## Begin Input rows

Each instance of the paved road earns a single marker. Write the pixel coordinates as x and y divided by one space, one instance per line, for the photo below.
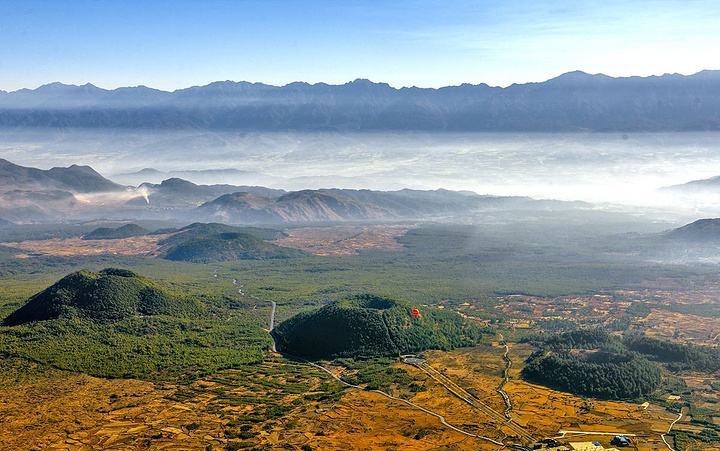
461 393
670 429
506 377
271 325
409 403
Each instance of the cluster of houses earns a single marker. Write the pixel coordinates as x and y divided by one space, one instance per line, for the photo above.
619 441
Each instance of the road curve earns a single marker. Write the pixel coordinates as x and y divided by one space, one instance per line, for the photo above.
409 403
670 429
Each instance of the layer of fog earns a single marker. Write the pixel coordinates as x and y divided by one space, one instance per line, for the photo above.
605 168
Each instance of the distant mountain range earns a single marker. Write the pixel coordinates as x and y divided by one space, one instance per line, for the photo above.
340 205
696 186
79 192
572 101
700 231
80 179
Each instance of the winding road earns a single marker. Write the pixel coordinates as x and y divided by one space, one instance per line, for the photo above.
670 429
271 326
470 399
506 377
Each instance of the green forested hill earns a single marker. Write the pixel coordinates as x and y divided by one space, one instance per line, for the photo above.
110 294
592 363
368 325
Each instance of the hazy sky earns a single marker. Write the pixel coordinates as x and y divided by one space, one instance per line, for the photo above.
172 44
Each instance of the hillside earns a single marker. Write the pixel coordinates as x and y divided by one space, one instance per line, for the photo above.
709 185
592 363
572 101
338 205
110 294
176 192
367 325
107 233
198 176
700 231
205 243
79 179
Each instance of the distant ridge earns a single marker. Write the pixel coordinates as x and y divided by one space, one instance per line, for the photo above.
572 101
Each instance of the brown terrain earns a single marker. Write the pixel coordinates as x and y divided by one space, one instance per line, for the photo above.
285 404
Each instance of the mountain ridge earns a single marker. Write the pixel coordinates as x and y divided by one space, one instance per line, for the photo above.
574 101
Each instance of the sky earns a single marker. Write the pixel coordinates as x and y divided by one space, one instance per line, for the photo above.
428 43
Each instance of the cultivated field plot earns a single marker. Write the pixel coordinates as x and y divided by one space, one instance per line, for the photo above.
344 240
146 245
682 327
275 404
541 411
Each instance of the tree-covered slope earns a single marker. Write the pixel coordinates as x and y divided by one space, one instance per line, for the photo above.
368 325
110 294
228 247
205 243
592 363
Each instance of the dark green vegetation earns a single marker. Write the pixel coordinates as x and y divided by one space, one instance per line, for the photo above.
205 243
107 233
367 325
592 363
111 294
454 263
117 324
676 356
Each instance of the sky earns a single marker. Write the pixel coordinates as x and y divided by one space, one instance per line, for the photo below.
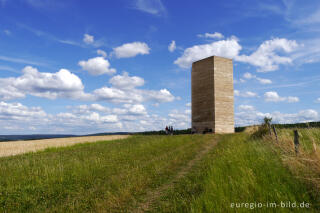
79 67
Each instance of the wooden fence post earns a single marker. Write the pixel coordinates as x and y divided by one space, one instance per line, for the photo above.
296 141
275 132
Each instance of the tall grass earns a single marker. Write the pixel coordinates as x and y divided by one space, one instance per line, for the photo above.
238 170
306 163
99 177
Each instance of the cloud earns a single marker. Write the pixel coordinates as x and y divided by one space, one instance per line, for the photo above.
246 108
7 32
97 66
88 39
225 48
248 75
273 96
64 84
21 61
129 50
265 56
264 81
124 81
48 85
215 35
102 53
154 7
246 94
172 46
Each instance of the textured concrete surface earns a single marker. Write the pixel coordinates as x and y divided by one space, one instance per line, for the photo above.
212 95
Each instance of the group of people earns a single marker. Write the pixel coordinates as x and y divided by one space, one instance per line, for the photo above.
169 130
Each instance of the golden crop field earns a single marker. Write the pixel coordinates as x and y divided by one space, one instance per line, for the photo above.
20 147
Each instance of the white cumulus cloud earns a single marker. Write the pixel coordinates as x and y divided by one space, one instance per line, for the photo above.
172 46
126 82
97 66
266 58
88 39
48 85
102 53
273 96
215 35
228 48
129 50
246 94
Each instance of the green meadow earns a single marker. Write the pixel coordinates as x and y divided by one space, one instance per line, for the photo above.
182 173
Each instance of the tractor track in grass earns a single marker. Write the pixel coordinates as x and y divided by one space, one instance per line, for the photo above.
153 195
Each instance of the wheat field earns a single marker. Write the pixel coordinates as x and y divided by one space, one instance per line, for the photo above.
20 147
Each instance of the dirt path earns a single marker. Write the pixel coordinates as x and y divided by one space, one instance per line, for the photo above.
154 195
20 147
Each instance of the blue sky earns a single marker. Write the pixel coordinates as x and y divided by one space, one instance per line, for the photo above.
101 66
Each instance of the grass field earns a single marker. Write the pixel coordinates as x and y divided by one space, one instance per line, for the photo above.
187 173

## End Input rows

## Exercise goal
Render the listing above as a JSON list of strings, one string for each line and none for blank lines. Leave the pictures out.

## Result of the exercise
[
  "Each instance of the paved road earns a single marker. Write the pixel coordinates as x and y divided by one space, one instance per line, for the photo below.",
  "461 393",
  "670 429",
  "506 377",
  "271 325",
  "409 403",
  "Each instance of the cluster of houses earns a single marker. Write the pixel coordinates as x and y divided by one space, one instance per line, for the photo above.",
  "619 441",
  "Each instance of the road curve earns a single marker. Write the pixel coordinates as x and y divided by one space, one instance per line, for the photo above.",
  "409 403",
  "670 429",
  "Each instance of the layer of fog earns a single marker. Write the pixel coordinates as x and y divided by one space, one instance per line, for the photo above.",
  "605 168",
  "Each instance of the distant mountain range earns a single marker. Write the pixel coordinates as x and y divided by one space, one instance per line, for the photo above.",
  "340 205",
  "696 186",
  "79 192",
  "572 101",
  "700 231",
  "80 179",
  "Each instance of the winding road earns a single marker. Write the pixel coordinates as x and y divided by one space, one instance per line, for the photo above.",
  "670 429",
  "271 326",
  "470 399",
  "506 377",
  "Each instance of the green forested hill earns a single marker. Write the pixel coordinates as x and y divided by one space, one instance per line, for the photo above.",
  "110 294",
  "592 363",
  "368 325",
  "Each instance of the hazy sky earns a single marker. Write the pixel coordinates as x and y divided by one space, one instance per line, for the photo above.",
  "172 44",
  "Each instance of the hillside earns a single marker. Write the pixel coordinates as x and y divided by one space, one instance per line, for the photo above.",
  "709 185",
  "592 363",
  "572 101",
  "338 205",
  "110 294",
  "176 192",
  "367 325",
  "107 233",
  "198 176",
  "700 231",
  "205 243",
  "79 179",
  "Each instance of the distant ridge earns a single marker. Write the pixel coordinates as x and y divided by one space, one instance per line, for the photo above.",
  "572 101",
  "Each instance of the brown terrain earns a single marker. Write the pixel coordinates as x and y divided by one space, one instance per line, for the photo above.",
  "285 404",
  "Each instance of the mountain ridge earns a single marker. Write the pixel coordinates as x and y divided by one space, one instance per line, for the photo above.",
  "574 101",
  "Each instance of the sky earns a single marker. Write the pixel coordinates as x and y divided by one space, one instance per line, for the photo above.",
  "428 43",
  "Each instance of the cultivated field plot earns a single marker. Write the pixel coordinates as x and y divided by one space, one instance per line, for the photo above.",
  "344 240",
  "146 245",
  "682 327",
  "275 404",
  "541 411",
  "Each instance of the tree-covered slope earns a single marker. Write the pixel coordinates as x and y divided by one space, one instance per line, for the photo above.",
  "368 325",
  "110 294",
  "228 247",
  "205 243",
  "592 363",
  "Each instance of the dark green vegetation earns a single marker. Write the pixel coordinates as x and y divided by one space, one instance per line, for the photo above.",
  "205 243",
  "107 233",
  "367 325",
  "592 363",
  "111 294",
  "454 263",
  "117 324",
  "676 356",
  "Each instance of the sky earns a single marker. Write the pixel coordinates as x and y divided by one space, one instance per line, for the photo below.",
  "79 67",
  "Each instance of the wooden fence post earns a single marker. Write the pixel coordinates as x and y divided by one space, one instance per line, for the photo above.",
  "296 141",
  "275 132",
  "Each instance of the tall grass earns a single marker. Write the pixel coordinates as x and y divided by one space, one instance per line, for the photo above.",
  "238 170",
  "306 163",
  "99 177",
  "Each instance of the cloud earns a single marker. Write the pixel coordinates as x and y divided by one space, one instance per line, for the photo above.",
  "246 108",
  "7 32",
  "97 66",
  "88 39",
  "225 48",
  "248 75",
  "273 96",
  "64 84",
  "21 61",
  "129 50",
  "265 56",
  "264 81",
  "124 81",
  "48 85",
  "215 35",
  "102 53",
  "154 7",
  "246 94",
  "172 46",
  "Each instance of the textured concrete surface earns a single marker. Write the pixel coordinates as x and y divided by one space, one instance per line, for the photo above.",
  "212 95",
  "Each instance of the group of people earns a single marker. Write the pixel coordinates as x and y divided by one space, one instance per line, for the photo above.",
  "169 130",
  "Each instance of the golden crop field earns a single marker. Write the pixel coordinates as x and y divided by one space, one instance per line, for the photo above.",
  "20 147",
  "Each instance of the white cumulus cloud earns a single marker. Write the pixel coordinates as x and y divided by one space, one instance per line, for the photo above.",
  "172 46",
  "126 82",
  "97 66",
  "266 58",
  "88 39",
  "48 85",
  "102 53",
  "273 96",
  "215 35",
  "228 48",
  "129 50",
  "246 94",
  "Each instance of the green meadow earns a single marker. Write the pixel coordinates as x and y divided by one space, one instance per line, for the photo above.",
  "182 173",
  "Each instance of the tractor track in grass earns a single marker. Write the pixel coordinates as x and y divided by one space, one instance per line, for the photo above.",
  "153 195",
  "Each instance of the wheat field earns a single marker. Write the pixel coordinates as x and y divided by one space, one instance per line, for the photo above.",
  "20 147",
  "Each instance of the dirt path earns a single marker. Write the pixel coordinates as x and y divided by one space, one instance per line, for the photo above.",
  "154 195",
  "20 147",
  "Each instance of the blue sky earns a single marker. Write the pixel coordinates as x and y divided by one space, one instance per line, for the photo above.",
  "101 66",
  "Each instance of the grass field earns a single marker. Write the pixel coordinates as x and y divided by one space, one instance per line, for the photo above.",
  "187 173"
]